*Enunciado*. Cambia "muchedumbre" por "multitud" y reproduce el extracto de página desde "Por otra parte" hasta "al menos, discutibles.".

*Extracto de página*.
↓

En este punto me viene a la memoria lo ocurrido en la Navidad de 1914, en plena primera guerra mundial, cuando los soldados de ambos lados de las trincheras comenzaron una tregua no oficial que suspendió los combates. Cuando se les obligó, por parte de sus superiores militares, a volver al combate ellos no pudieron combatir a personas que habían dejado de ser entes anónimos y sin rostro: ahora tenían caras, familias, esposas, hijos, tal como cada uno de ellos. Este hecho ha sido el tema de varias películas y de una canción de Paul McCartney –Pipes of Peace- en la que el mismo Paul representa tanto a un soldado inglés como a un alemán para mostrar que ambos son seres humanos, más allá de los conflictos que en un momento los pueden separar.

Por otra parte están los que buscan esconder sus rostros, sea porque están conscientes que su actuar es dañino contra la sociedad o, simplemente, porque temen la persecución por sus ideas políticas. Prefieren ser seres sin rostro pero con voz y actuar. No pocas veces se erigen a sí mismos como los adalides de causas justas aunque no siempre sus métodos sean coherentes con los ideales que quieren alcanzar. Eligen el anonimato, especialmente el que otorga la muchedumbre, o su capacidad de permanecer impunes por su pertenencia a algún organismo del Estado. En varios países han surgido estos movimientos acéfalos –y por lo mismo sin rostros con quienes entrar en interlocución- que claman por una sociedad más justa aunque sus métodos suelen ser, al menos, discutibles.

↑

*Entradas mostradas*.

↓

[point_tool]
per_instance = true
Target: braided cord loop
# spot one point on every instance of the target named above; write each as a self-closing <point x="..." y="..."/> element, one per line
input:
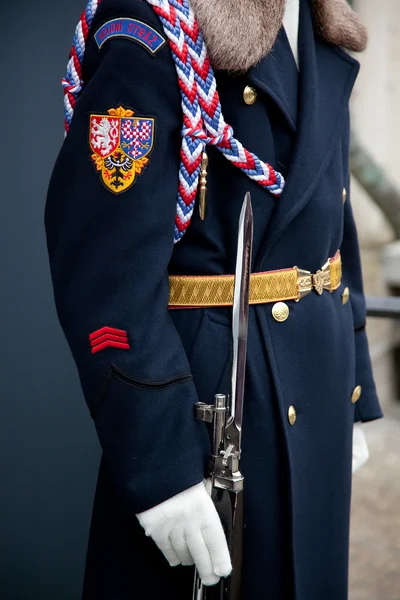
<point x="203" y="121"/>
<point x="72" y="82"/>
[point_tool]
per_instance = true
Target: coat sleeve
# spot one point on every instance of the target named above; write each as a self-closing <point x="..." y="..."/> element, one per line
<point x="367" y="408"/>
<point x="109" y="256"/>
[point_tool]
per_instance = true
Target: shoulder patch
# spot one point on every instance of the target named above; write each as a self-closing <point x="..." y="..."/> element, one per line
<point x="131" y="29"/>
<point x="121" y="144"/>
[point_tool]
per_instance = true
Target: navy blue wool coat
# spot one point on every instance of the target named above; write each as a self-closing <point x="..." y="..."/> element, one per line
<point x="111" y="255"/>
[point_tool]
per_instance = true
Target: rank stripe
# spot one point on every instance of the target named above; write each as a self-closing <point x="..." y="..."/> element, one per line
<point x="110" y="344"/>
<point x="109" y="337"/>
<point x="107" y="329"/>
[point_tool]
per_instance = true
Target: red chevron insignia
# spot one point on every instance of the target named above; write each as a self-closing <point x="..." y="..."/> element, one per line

↑

*Resultado esperado*.
Por otra parte están los que buscan esconder sus rostros, sea porque están conscientes que su actuar es dañino contra la sociedad o, simplemente, porque temen la persecución por sus ideas políticas. Prefieren ser seres sin rostro pero con voz y actuar. No pocas veces se erigen a sí mismos como los adalides de causas justas aunque no siempre sus métodos sean coherentes con los ideales que quieren alcanzar. Eligen el anonimato, especialmente el que otorga la multitud, o su capacidad de permanecer impunes por su pertenencia a algún organismo del Estado. En varios países han surgido estos movimientos acéfalos –y por lo mismo sin rostros con quienes entrar en interlocución- que claman por una sociedad más justa aunque sus métodos suelen ser, al menos, discutibles.